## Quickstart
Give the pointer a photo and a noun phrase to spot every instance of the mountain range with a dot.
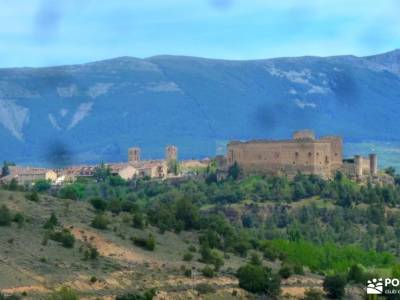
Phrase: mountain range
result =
(95, 111)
—————
Task statement:
Exactly the lines running from the one with "Give the pointer" through the end of the listing above must be output, both ends included. No pictures belong in the output.

Reply:
Give the pointer a photo and a noun phrase to spot every instance of the mountain range with a dot.
Phrase: mountain range
result =
(95, 111)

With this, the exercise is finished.